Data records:
⁂

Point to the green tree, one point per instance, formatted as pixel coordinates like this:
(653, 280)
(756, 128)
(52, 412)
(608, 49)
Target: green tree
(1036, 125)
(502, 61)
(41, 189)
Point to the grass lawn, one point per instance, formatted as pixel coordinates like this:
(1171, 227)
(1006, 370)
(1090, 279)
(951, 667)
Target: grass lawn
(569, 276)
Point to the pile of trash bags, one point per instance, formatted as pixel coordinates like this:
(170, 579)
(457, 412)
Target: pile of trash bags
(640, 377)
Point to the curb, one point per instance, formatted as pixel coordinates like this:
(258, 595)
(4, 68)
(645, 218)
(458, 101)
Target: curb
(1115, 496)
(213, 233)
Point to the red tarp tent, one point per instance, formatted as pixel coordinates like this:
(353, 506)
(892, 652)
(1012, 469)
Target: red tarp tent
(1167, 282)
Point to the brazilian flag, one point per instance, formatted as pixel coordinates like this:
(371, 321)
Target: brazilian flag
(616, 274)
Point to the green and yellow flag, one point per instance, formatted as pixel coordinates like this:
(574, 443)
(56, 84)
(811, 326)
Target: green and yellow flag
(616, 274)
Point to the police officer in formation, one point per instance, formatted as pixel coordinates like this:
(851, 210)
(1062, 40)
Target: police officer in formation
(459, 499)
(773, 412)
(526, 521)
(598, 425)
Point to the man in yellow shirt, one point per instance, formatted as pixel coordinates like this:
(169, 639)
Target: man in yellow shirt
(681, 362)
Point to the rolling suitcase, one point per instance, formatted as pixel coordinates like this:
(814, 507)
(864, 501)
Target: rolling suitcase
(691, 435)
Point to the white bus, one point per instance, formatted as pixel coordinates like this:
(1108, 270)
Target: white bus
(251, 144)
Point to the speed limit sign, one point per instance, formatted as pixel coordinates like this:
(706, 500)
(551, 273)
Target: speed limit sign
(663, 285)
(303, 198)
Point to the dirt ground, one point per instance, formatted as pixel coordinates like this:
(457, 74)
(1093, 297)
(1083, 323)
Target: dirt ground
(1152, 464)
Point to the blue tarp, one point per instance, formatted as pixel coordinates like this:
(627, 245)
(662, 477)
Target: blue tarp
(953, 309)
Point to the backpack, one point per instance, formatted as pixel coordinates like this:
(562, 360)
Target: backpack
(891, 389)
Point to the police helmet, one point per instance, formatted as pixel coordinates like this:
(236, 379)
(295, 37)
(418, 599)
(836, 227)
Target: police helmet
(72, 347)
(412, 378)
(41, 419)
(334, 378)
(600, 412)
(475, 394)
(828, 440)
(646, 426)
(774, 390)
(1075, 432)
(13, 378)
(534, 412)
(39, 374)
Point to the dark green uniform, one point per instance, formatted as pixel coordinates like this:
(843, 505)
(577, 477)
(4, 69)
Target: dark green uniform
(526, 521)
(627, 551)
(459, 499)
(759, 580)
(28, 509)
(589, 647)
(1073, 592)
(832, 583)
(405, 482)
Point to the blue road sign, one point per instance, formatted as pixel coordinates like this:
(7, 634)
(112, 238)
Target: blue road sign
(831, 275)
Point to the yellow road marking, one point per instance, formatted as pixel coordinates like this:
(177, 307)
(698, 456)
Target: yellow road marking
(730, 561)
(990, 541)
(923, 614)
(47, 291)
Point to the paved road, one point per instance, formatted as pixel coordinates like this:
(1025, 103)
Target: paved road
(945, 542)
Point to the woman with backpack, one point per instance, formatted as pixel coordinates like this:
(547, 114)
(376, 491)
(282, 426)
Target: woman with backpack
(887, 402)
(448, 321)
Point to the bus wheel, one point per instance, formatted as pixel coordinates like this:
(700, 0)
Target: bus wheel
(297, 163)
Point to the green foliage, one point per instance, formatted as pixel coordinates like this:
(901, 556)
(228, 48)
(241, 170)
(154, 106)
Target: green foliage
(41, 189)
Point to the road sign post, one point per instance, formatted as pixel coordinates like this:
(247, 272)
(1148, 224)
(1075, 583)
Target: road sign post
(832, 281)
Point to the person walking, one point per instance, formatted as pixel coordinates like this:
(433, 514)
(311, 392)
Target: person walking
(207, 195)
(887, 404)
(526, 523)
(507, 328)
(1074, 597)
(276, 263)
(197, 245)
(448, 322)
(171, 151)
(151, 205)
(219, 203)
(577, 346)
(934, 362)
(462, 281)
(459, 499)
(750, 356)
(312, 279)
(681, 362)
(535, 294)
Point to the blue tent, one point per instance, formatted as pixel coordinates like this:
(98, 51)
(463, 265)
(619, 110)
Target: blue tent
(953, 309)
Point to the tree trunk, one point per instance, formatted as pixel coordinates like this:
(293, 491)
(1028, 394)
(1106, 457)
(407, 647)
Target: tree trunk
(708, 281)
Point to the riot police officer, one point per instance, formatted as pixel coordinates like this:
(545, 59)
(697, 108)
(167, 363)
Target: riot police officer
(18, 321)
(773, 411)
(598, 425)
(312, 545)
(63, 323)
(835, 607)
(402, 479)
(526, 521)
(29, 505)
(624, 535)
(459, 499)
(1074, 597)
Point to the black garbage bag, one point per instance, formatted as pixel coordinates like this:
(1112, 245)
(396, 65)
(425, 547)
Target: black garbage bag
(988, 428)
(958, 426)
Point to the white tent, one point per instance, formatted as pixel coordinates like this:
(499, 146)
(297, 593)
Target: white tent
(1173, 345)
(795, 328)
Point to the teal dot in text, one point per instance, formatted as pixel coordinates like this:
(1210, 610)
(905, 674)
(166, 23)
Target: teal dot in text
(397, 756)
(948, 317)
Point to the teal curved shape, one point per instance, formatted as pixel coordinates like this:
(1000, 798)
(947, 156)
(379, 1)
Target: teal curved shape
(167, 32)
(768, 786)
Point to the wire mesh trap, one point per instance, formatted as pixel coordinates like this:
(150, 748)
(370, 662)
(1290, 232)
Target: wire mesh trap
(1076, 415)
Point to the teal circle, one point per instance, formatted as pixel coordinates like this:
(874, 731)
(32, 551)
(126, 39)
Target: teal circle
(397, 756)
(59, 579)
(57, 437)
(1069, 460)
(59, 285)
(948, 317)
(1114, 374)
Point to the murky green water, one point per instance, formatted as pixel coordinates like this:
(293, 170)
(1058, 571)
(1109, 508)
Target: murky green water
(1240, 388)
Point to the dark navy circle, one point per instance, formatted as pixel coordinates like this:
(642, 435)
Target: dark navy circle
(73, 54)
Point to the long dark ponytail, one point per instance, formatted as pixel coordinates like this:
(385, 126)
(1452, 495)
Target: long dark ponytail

⁂

• Task objective
Repeat the line that contains "Point to the murky", then every line after it until the records end, with nothing added.

• Exercise result
Point to the murky green water, one point per instance, formatted as pixel coordinates like this:
(293, 170)
(1058, 571)
(1109, 508)
Target: murky green water
(1240, 388)
Point to the dark navy circle, one point per instance, formatted as pixel coordinates like this:
(642, 435)
Target: dark navy circle
(73, 54)
Point to the long dark ponytail, one point per instance, formatted as pixel coordinates like this:
(385, 126)
(1452, 495)
Target: long dark ponytail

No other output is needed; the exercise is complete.